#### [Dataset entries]
"""

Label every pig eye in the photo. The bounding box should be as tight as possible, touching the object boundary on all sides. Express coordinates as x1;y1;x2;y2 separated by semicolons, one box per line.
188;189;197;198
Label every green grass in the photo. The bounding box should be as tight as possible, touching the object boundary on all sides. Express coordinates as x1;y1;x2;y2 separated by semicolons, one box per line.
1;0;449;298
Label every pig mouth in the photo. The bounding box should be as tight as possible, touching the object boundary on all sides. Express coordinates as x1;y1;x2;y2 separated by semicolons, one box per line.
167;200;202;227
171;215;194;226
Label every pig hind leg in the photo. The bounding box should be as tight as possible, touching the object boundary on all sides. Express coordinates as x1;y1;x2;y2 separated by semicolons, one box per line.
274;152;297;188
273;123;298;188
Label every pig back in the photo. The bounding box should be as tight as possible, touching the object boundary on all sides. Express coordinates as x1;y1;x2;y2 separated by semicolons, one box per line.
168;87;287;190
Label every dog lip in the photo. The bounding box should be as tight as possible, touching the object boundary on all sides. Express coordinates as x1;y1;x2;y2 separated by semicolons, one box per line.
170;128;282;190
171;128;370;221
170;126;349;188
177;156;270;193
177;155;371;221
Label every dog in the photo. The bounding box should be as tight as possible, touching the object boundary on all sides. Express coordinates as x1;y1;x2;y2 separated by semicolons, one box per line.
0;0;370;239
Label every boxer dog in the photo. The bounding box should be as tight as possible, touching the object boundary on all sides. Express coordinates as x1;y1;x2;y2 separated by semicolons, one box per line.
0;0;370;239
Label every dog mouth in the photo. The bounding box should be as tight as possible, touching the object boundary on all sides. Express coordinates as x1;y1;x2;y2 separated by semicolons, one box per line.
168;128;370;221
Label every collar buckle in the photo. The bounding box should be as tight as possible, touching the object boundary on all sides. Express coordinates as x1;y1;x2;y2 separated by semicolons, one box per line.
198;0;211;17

"""

#### [Assignment]
Return only those lines that run from the one containing "Label every dog mouth" through the end of the entries, keeping each exactly as written.

#### [Task output]
Label every dog mouth in the photo. The bounding box should be as tight as possible, touching the object boundary on all sides. Express coordinates as x1;y1;x2;y2 separated by semicolons, one box per line.
168;128;370;221
Label every collar buckle in the photo. The bounding box should be as tight as possible, touching the object boundary on all sides. Express coordinates as x1;y1;x2;y2 separated by semicolons, one box per line.
198;0;211;17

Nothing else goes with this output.